What is the number of lines in the listing that contain "instance"? Give that number only.

-------------------------

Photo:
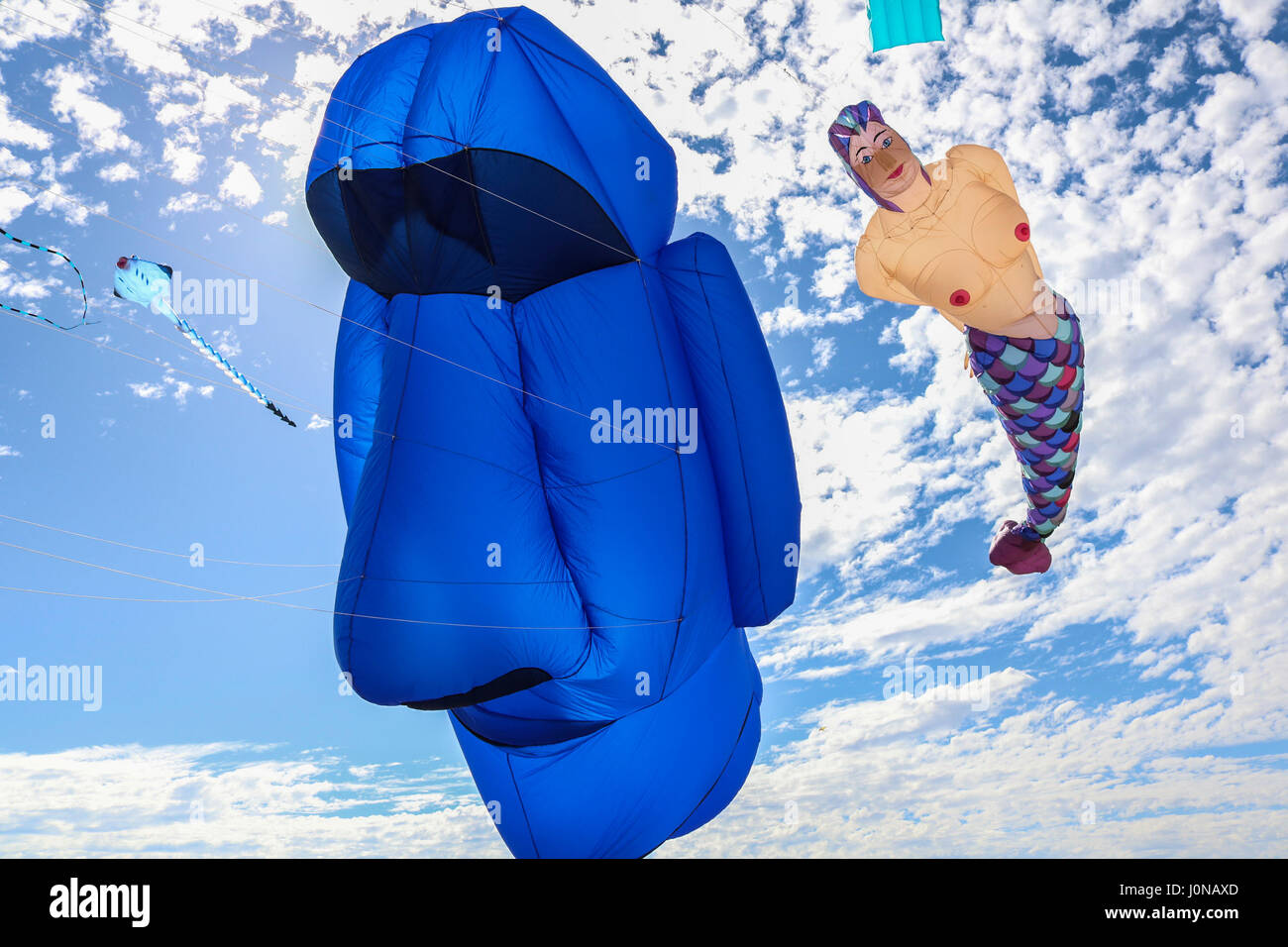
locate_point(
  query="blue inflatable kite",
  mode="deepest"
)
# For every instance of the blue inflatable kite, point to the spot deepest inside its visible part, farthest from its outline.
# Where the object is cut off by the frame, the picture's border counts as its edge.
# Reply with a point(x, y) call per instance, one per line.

-------------------------

▶ RESULT
2